◆ **Task**
Every record must appear in your copy exactly as written, with no pictures.

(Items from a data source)
========

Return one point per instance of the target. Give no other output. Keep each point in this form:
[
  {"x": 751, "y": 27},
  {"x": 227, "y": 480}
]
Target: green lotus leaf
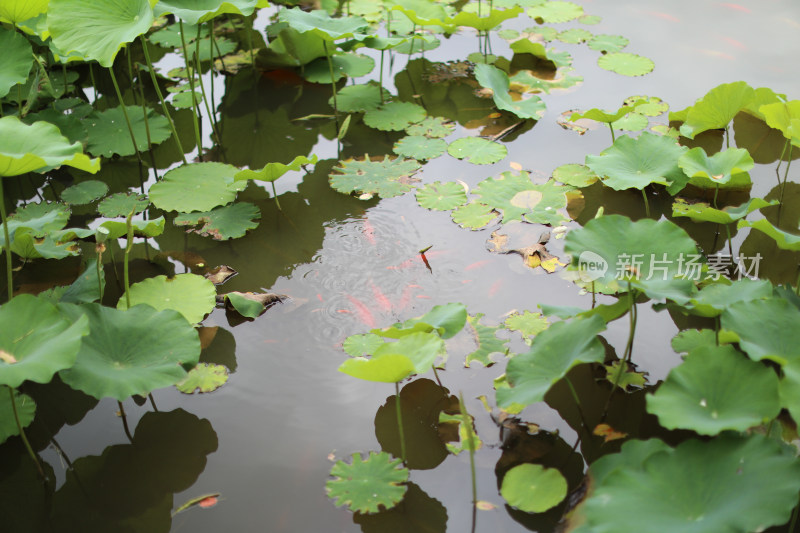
[
  {"x": 25, "y": 410},
  {"x": 434, "y": 127},
  {"x": 702, "y": 212},
  {"x": 477, "y": 150},
  {"x": 636, "y": 163},
  {"x": 440, "y": 196},
  {"x": 419, "y": 147},
  {"x": 222, "y": 223},
  {"x": 97, "y": 29},
  {"x": 196, "y": 187},
  {"x": 488, "y": 343},
  {"x": 767, "y": 329},
  {"x": 556, "y": 11},
  {"x": 784, "y": 240},
  {"x": 697, "y": 487},
  {"x": 553, "y": 353},
  {"x": 607, "y": 43},
  {"x": 394, "y": 116},
  {"x": 323, "y": 25},
  {"x": 344, "y": 65},
  {"x": 717, "y": 108},
  {"x": 197, "y": 12},
  {"x": 15, "y": 11},
  {"x": 715, "y": 389},
  {"x": 205, "y": 377},
  {"x": 359, "y": 98},
  {"x": 109, "y": 135},
  {"x": 656, "y": 255},
  {"x": 191, "y": 295},
  {"x": 17, "y": 60},
  {"x": 387, "y": 178},
  {"x": 626, "y": 64},
  {"x": 273, "y": 171},
  {"x": 368, "y": 485},
  {"x": 36, "y": 341},
  {"x": 358, "y": 345},
  {"x": 533, "y": 488},
  {"x": 574, "y": 36},
  {"x": 575, "y": 175},
  {"x": 495, "y": 79},
  {"x": 38, "y": 147},
  {"x": 130, "y": 352}
]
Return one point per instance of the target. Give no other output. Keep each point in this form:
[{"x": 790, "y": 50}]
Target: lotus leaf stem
[{"x": 161, "y": 97}]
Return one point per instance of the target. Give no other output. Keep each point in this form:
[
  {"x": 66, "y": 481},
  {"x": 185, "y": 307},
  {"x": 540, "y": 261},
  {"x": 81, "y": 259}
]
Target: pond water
[{"x": 266, "y": 439}]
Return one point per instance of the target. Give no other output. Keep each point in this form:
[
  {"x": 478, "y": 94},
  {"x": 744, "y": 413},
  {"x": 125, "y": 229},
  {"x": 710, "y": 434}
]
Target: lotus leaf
[
  {"x": 191, "y": 295},
  {"x": 702, "y": 212},
  {"x": 387, "y": 178},
  {"x": 38, "y": 147},
  {"x": 716, "y": 389},
  {"x": 205, "y": 377},
  {"x": 36, "y": 341},
  {"x": 717, "y": 108},
  {"x": 17, "y": 60},
  {"x": 196, "y": 187},
  {"x": 26, "y": 410},
  {"x": 626, "y": 64},
  {"x": 359, "y": 98},
  {"x": 653, "y": 253},
  {"x": 607, "y": 43},
  {"x": 394, "y": 116},
  {"x": 767, "y": 329},
  {"x": 699, "y": 486},
  {"x": 477, "y": 150},
  {"x": 131, "y": 352},
  {"x": 108, "y": 131},
  {"x": 97, "y": 29},
  {"x": 556, "y": 11},
  {"x": 84, "y": 192},
  {"x": 636, "y": 163},
  {"x": 487, "y": 341},
  {"x": 197, "y": 12},
  {"x": 552, "y": 354},
  {"x": 533, "y": 488},
  {"x": 223, "y": 223},
  {"x": 495, "y": 79},
  {"x": 367, "y": 485}
]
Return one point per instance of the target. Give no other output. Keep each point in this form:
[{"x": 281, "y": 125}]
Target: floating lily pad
[
  {"x": 387, "y": 178},
  {"x": 419, "y": 147},
  {"x": 109, "y": 135},
  {"x": 205, "y": 377},
  {"x": 636, "y": 163},
  {"x": 435, "y": 127},
  {"x": 191, "y": 295},
  {"x": 196, "y": 187},
  {"x": 440, "y": 196},
  {"x": 394, "y": 116},
  {"x": 626, "y": 64},
  {"x": 715, "y": 389},
  {"x": 36, "y": 341},
  {"x": 477, "y": 151},
  {"x": 607, "y": 43},
  {"x": 368, "y": 485},
  {"x": 131, "y": 352},
  {"x": 84, "y": 193},
  {"x": 223, "y": 223},
  {"x": 122, "y": 204},
  {"x": 555, "y": 11},
  {"x": 473, "y": 215},
  {"x": 533, "y": 488},
  {"x": 553, "y": 352}
]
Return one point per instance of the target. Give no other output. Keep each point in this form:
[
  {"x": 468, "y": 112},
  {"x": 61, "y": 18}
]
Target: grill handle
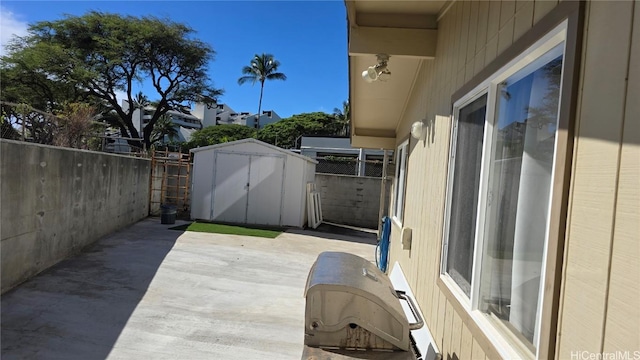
[{"x": 414, "y": 310}]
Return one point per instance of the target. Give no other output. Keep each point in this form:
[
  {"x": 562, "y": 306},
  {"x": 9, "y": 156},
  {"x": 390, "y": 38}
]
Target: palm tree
[
  {"x": 343, "y": 117},
  {"x": 263, "y": 67}
]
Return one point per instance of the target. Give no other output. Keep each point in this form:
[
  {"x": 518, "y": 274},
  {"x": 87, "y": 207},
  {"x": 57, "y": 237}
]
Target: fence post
[
  {"x": 383, "y": 188},
  {"x": 361, "y": 162}
]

========

◆ **Answer to this task**
Return one point per instance of the target. Give no other output. Keep each point in this form:
[
  {"x": 751, "y": 27},
  {"x": 227, "y": 480}
]
Target: green lotus leaf
[
  {"x": 25, "y": 410},
  {"x": 434, "y": 127},
  {"x": 702, "y": 212},
  {"x": 477, "y": 150},
  {"x": 636, "y": 163},
  {"x": 440, "y": 196},
  {"x": 419, "y": 147},
  {"x": 222, "y": 223},
  {"x": 97, "y": 29},
  {"x": 196, "y": 187},
  {"x": 488, "y": 343},
  {"x": 767, "y": 329},
  {"x": 556, "y": 11},
  {"x": 784, "y": 240},
  {"x": 697, "y": 487},
  {"x": 553, "y": 353},
  {"x": 607, "y": 43},
  {"x": 394, "y": 116},
  {"x": 323, "y": 25},
  {"x": 344, "y": 65},
  {"x": 717, "y": 108},
  {"x": 197, "y": 12},
  {"x": 15, "y": 11},
  {"x": 715, "y": 389},
  {"x": 205, "y": 377},
  {"x": 359, "y": 98},
  {"x": 109, "y": 135},
  {"x": 656, "y": 255},
  {"x": 191, "y": 295},
  {"x": 17, "y": 60},
  {"x": 387, "y": 178},
  {"x": 626, "y": 64},
  {"x": 273, "y": 171},
  {"x": 368, "y": 485},
  {"x": 36, "y": 341},
  {"x": 358, "y": 345},
  {"x": 533, "y": 488},
  {"x": 574, "y": 36},
  {"x": 575, "y": 175},
  {"x": 495, "y": 79},
  {"x": 38, "y": 147},
  {"x": 130, "y": 352}
]
Return one point per instance of the target. Give no other output. Keep each point in this form:
[{"x": 790, "y": 50}]
Target: lotus leaf stem
[{"x": 161, "y": 97}]
Return one point per instance of the target. Give no other output. Keep each point in this form:
[
  {"x": 66, "y": 481},
  {"x": 185, "y": 307},
  {"x": 540, "y": 261},
  {"x": 81, "y": 259}
]
Target: pond water
[{"x": 266, "y": 439}]
Return one point per instance of the target. Give no other output. Keep each point in this form:
[
  {"x": 478, "y": 94},
  {"x": 744, "y": 413},
  {"x": 125, "y": 229},
  {"x": 710, "y": 434}
]
Target: lotus leaf
[
  {"x": 191, "y": 295},
  {"x": 702, "y": 212},
  {"x": 387, "y": 178},
  {"x": 38, "y": 147},
  {"x": 716, "y": 389},
  {"x": 205, "y": 377},
  {"x": 36, "y": 341},
  {"x": 717, "y": 108},
  {"x": 17, "y": 60},
  {"x": 196, "y": 187},
  {"x": 26, "y": 410},
  {"x": 626, "y": 64},
  {"x": 359, "y": 98},
  {"x": 653, "y": 253},
  {"x": 607, "y": 43},
  {"x": 394, "y": 116},
  {"x": 767, "y": 329},
  {"x": 699, "y": 486},
  {"x": 477, "y": 150},
  {"x": 131, "y": 352},
  {"x": 108, "y": 131},
  {"x": 97, "y": 29},
  {"x": 556, "y": 11},
  {"x": 84, "y": 192},
  {"x": 636, "y": 163},
  {"x": 487, "y": 341},
  {"x": 197, "y": 12},
  {"x": 552, "y": 354},
  {"x": 533, "y": 488},
  {"x": 223, "y": 223},
  {"x": 495, "y": 79},
  {"x": 367, "y": 485}
]
Return one point per instance of the target. Give no other output. Keep each point in this form:
[{"x": 281, "y": 125}]
Target: floating lily pad
[
  {"x": 387, "y": 178},
  {"x": 419, "y": 147},
  {"x": 109, "y": 135},
  {"x": 205, "y": 377},
  {"x": 636, "y": 163},
  {"x": 435, "y": 127},
  {"x": 191, "y": 295},
  {"x": 196, "y": 187},
  {"x": 440, "y": 196},
  {"x": 394, "y": 116},
  {"x": 626, "y": 64},
  {"x": 715, "y": 389},
  {"x": 36, "y": 341},
  {"x": 477, "y": 151},
  {"x": 607, "y": 43},
  {"x": 368, "y": 485},
  {"x": 131, "y": 352},
  {"x": 84, "y": 193},
  {"x": 223, "y": 223},
  {"x": 122, "y": 204},
  {"x": 555, "y": 11},
  {"x": 473, "y": 215},
  {"x": 533, "y": 488},
  {"x": 553, "y": 352}
]
Return one point per instance of the target. Give no other output. Keep each point in this form:
[
  {"x": 468, "y": 112},
  {"x": 61, "y": 18}
]
Target: grill handle
[{"x": 414, "y": 310}]
Return one point per instance of the target. Give no other output. Keep each point in this form:
[
  {"x": 562, "y": 306},
  {"x": 9, "y": 156},
  {"x": 390, "y": 38}
]
Target: palm tree
[
  {"x": 343, "y": 117},
  {"x": 263, "y": 67}
]
Return one point per instance of the target. Give no other output. Keep each point in this form:
[
  {"x": 518, "y": 274},
  {"x": 87, "y": 207},
  {"x": 57, "y": 237}
]
Target: fence post
[
  {"x": 383, "y": 188},
  {"x": 361, "y": 162}
]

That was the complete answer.